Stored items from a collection
——
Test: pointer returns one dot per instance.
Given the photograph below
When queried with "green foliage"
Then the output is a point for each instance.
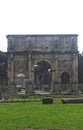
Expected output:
(56, 116)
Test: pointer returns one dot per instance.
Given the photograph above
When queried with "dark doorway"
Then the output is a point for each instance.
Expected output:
(65, 81)
(42, 76)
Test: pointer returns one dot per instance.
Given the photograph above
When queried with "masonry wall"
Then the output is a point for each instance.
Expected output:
(60, 51)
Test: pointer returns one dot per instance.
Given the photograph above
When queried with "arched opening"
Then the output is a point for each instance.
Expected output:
(20, 83)
(65, 81)
(42, 76)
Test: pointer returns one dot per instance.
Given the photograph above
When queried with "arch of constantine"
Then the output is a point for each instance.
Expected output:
(47, 63)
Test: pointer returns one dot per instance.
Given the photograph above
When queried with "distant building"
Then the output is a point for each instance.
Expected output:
(43, 62)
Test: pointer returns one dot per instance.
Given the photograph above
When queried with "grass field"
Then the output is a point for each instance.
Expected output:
(56, 116)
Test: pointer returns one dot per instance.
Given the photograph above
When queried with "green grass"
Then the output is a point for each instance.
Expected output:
(36, 115)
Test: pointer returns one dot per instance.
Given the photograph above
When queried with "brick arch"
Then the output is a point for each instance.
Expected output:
(65, 78)
(42, 75)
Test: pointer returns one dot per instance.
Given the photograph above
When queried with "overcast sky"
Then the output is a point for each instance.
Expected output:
(41, 17)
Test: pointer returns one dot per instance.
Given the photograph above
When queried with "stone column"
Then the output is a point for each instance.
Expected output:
(29, 86)
(75, 73)
(11, 69)
(12, 89)
(56, 76)
(29, 68)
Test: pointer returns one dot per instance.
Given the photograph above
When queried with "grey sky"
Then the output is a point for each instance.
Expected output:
(40, 17)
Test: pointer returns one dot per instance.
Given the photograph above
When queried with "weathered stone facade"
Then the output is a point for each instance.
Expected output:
(60, 52)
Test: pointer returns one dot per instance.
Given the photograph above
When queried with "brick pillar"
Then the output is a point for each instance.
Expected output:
(56, 76)
(29, 86)
(75, 73)
(30, 69)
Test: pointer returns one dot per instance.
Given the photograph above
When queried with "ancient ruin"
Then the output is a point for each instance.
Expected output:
(47, 63)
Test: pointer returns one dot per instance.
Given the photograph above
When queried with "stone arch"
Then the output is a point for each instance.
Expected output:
(65, 82)
(65, 78)
(42, 75)
(20, 83)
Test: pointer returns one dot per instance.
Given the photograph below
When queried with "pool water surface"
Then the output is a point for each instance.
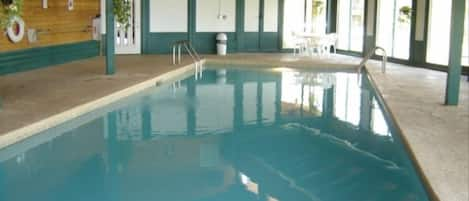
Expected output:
(231, 135)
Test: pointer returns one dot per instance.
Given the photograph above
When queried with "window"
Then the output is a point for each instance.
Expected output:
(350, 24)
(303, 16)
(439, 32)
(347, 98)
(316, 10)
(393, 27)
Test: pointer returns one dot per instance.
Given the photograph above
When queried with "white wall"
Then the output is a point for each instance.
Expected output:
(251, 15)
(270, 15)
(168, 15)
(207, 16)
(103, 16)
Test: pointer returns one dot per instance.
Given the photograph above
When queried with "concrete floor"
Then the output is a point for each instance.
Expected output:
(438, 135)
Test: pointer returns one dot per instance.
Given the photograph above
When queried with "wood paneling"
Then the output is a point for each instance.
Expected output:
(56, 24)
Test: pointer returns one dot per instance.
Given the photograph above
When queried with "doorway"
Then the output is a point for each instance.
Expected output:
(129, 41)
(261, 25)
(394, 27)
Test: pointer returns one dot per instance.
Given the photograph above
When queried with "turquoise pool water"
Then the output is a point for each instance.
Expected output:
(233, 135)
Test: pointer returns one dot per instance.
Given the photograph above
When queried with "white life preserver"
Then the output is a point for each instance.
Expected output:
(16, 29)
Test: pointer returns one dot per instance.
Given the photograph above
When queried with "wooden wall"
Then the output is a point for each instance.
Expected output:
(59, 25)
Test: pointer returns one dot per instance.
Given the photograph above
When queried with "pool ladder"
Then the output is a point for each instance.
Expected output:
(176, 58)
(370, 54)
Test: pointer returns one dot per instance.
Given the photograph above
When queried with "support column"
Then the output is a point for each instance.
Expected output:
(365, 109)
(328, 103)
(112, 181)
(146, 120)
(259, 103)
(238, 103)
(3, 184)
(191, 113)
(278, 99)
(110, 38)
(370, 14)
(455, 52)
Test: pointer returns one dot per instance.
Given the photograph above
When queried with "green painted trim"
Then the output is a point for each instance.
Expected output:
(281, 6)
(453, 81)
(204, 42)
(192, 21)
(331, 16)
(413, 43)
(160, 43)
(145, 18)
(240, 24)
(110, 38)
(40, 57)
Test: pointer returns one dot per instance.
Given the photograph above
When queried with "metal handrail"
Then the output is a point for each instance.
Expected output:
(370, 54)
(192, 53)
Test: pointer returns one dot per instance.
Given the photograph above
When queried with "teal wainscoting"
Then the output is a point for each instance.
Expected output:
(160, 43)
(251, 42)
(29, 59)
(269, 42)
(205, 42)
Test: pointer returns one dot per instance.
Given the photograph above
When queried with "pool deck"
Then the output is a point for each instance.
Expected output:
(438, 135)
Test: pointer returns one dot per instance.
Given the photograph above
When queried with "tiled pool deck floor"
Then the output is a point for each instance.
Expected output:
(437, 134)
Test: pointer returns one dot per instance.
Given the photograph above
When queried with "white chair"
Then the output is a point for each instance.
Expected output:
(315, 45)
(330, 41)
(300, 44)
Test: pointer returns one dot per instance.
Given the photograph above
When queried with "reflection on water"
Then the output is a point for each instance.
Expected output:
(232, 135)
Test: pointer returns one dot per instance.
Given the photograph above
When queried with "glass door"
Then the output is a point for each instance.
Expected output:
(439, 18)
(393, 27)
(350, 25)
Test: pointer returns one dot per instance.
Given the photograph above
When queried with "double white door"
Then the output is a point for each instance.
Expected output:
(129, 41)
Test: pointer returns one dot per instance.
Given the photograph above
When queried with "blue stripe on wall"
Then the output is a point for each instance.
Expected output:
(29, 59)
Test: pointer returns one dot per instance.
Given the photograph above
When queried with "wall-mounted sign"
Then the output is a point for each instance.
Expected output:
(70, 4)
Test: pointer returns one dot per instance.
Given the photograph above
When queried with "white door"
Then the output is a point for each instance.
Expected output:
(129, 42)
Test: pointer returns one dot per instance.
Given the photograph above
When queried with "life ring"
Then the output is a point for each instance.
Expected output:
(16, 29)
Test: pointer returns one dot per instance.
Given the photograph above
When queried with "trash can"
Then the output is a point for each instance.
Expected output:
(221, 44)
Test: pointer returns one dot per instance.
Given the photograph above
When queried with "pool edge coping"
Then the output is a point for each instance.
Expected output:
(427, 184)
(25, 132)
(16, 135)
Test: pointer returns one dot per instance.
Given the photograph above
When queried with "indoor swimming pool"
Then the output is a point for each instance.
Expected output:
(230, 135)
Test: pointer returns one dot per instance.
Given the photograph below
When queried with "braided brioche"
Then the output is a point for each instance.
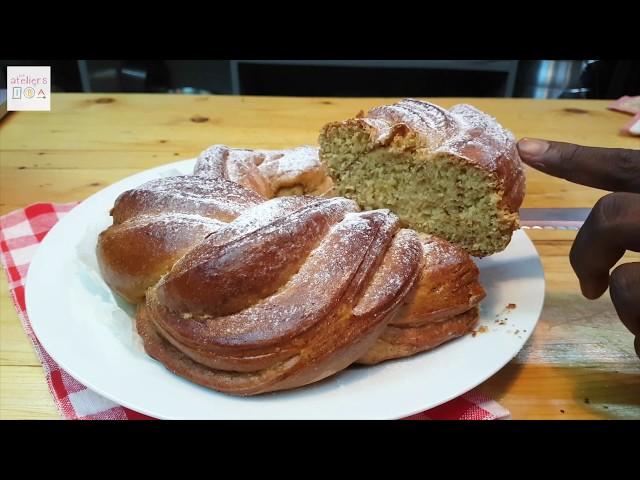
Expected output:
(246, 291)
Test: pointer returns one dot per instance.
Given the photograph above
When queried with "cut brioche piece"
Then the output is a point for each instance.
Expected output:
(453, 173)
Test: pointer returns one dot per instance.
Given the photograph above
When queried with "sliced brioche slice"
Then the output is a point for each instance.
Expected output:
(453, 173)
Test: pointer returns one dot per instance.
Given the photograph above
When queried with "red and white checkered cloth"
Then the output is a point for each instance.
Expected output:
(22, 231)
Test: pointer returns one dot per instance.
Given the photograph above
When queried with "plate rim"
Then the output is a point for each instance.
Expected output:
(148, 174)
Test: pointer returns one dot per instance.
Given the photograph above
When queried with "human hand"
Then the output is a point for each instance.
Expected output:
(612, 227)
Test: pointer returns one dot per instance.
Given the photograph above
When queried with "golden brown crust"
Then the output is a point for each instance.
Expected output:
(447, 287)
(403, 341)
(251, 295)
(462, 131)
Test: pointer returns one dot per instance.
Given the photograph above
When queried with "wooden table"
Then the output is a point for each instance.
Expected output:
(579, 363)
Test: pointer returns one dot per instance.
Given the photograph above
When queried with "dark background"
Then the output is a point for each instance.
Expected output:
(604, 79)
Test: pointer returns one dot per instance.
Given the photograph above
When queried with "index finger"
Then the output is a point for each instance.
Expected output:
(613, 169)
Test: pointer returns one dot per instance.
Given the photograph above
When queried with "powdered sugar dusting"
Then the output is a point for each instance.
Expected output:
(265, 171)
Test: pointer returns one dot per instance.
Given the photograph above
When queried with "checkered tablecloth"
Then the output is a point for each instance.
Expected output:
(22, 231)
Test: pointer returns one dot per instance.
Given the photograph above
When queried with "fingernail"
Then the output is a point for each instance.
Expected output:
(532, 147)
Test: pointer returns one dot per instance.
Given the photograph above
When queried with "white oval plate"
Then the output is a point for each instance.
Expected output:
(90, 333)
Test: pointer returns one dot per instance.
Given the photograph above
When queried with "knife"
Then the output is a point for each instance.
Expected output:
(553, 218)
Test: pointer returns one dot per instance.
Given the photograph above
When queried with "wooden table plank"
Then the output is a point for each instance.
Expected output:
(579, 350)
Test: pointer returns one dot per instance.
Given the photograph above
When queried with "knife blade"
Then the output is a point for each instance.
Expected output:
(553, 218)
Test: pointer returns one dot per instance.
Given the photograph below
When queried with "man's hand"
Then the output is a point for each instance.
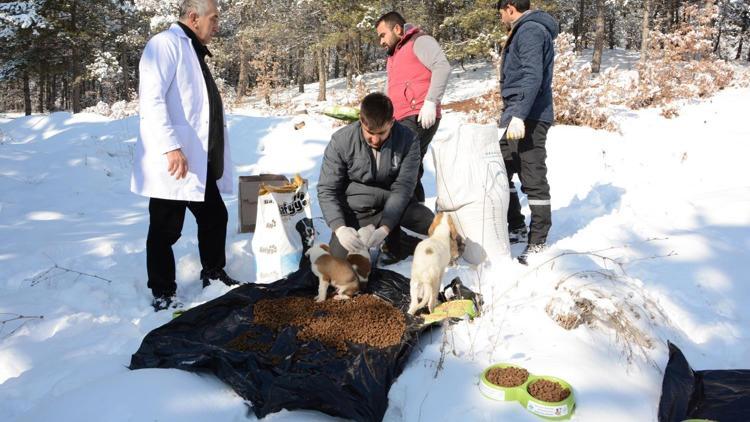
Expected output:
(516, 129)
(177, 164)
(349, 239)
(427, 114)
(378, 236)
(365, 233)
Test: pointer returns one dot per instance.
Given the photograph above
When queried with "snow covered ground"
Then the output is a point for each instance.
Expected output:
(651, 225)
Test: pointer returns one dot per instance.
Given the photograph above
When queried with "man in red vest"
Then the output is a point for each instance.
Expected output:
(417, 73)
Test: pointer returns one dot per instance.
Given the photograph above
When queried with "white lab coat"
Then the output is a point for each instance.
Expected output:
(174, 113)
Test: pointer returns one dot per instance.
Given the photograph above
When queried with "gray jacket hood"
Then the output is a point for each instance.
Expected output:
(542, 18)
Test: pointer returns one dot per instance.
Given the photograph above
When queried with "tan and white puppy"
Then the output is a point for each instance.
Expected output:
(360, 259)
(431, 257)
(331, 270)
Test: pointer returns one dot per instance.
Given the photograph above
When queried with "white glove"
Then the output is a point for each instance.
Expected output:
(365, 233)
(516, 129)
(501, 132)
(427, 114)
(378, 236)
(349, 239)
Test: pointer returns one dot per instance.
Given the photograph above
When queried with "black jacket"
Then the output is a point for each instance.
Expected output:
(528, 62)
(348, 177)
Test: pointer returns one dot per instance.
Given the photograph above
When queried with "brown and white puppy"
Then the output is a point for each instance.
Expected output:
(332, 270)
(360, 259)
(431, 257)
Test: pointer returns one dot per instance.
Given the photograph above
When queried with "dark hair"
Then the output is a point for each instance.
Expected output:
(520, 5)
(376, 110)
(391, 19)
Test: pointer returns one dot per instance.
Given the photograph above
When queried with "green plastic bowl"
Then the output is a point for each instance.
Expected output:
(548, 410)
(496, 392)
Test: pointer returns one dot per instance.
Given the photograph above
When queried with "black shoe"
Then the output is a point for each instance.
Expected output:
(531, 249)
(519, 235)
(387, 259)
(220, 274)
(165, 301)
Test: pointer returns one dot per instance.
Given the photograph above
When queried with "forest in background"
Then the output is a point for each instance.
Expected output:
(70, 55)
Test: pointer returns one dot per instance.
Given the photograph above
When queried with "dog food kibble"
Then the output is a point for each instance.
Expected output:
(548, 391)
(365, 319)
(507, 377)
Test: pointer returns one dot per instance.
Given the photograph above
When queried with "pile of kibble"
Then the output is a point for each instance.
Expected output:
(507, 377)
(364, 319)
(548, 391)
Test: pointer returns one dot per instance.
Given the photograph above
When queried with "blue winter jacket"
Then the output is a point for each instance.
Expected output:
(528, 61)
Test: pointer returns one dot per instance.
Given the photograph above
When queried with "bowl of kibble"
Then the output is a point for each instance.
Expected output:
(502, 381)
(547, 397)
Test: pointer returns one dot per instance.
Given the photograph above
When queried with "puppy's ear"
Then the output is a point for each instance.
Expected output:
(452, 226)
(435, 223)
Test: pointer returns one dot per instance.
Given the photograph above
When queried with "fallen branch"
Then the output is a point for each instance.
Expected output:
(55, 270)
(16, 317)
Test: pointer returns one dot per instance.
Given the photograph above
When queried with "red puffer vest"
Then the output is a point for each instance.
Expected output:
(408, 78)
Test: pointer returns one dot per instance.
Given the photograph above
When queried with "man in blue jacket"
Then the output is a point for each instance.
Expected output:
(368, 176)
(526, 88)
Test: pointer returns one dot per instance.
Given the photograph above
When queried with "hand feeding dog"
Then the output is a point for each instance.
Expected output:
(332, 270)
(360, 259)
(431, 257)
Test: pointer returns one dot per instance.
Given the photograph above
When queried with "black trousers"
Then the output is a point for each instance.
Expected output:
(416, 218)
(527, 158)
(425, 137)
(166, 218)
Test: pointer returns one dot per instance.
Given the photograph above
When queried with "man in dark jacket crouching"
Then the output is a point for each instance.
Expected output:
(368, 177)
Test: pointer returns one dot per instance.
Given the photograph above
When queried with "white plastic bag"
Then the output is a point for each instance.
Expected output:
(283, 230)
(472, 185)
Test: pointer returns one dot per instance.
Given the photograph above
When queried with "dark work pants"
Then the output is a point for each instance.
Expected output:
(527, 158)
(166, 218)
(416, 218)
(425, 137)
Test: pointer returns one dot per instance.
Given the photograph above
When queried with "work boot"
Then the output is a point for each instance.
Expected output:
(519, 235)
(531, 249)
(219, 274)
(165, 301)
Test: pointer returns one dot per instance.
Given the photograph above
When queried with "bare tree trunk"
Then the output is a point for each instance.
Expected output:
(581, 38)
(349, 65)
(358, 55)
(40, 90)
(611, 31)
(242, 77)
(51, 91)
(596, 61)
(301, 71)
(66, 94)
(26, 93)
(322, 74)
(644, 30)
(743, 29)
(77, 77)
(675, 12)
(125, 76)
(336, 63)
(717, 42)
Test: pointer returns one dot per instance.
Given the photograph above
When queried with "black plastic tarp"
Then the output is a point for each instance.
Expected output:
(719, 395)
(282, 372)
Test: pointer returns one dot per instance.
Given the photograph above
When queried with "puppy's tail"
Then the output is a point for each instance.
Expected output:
(424, 296)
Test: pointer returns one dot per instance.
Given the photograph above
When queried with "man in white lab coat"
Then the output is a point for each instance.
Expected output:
(182, 158)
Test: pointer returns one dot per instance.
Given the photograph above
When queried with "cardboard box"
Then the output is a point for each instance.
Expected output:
(248, 197)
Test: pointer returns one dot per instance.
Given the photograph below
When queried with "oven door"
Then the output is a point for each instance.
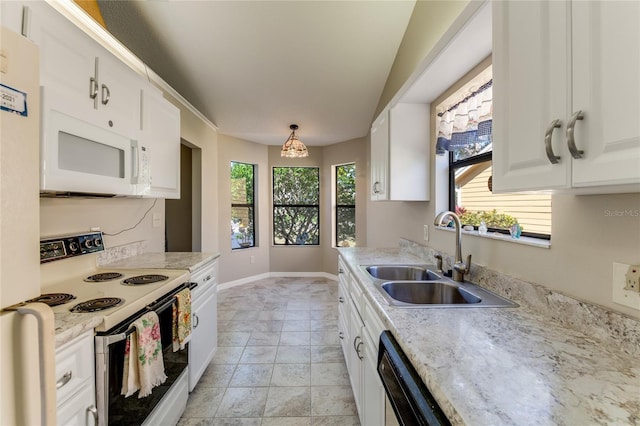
——
Exercise brief → For every line of the data above that contains "coat", copy that line.

Solution for this problem →
When queried with "white lab coat"
When queried with "man in white lab coat"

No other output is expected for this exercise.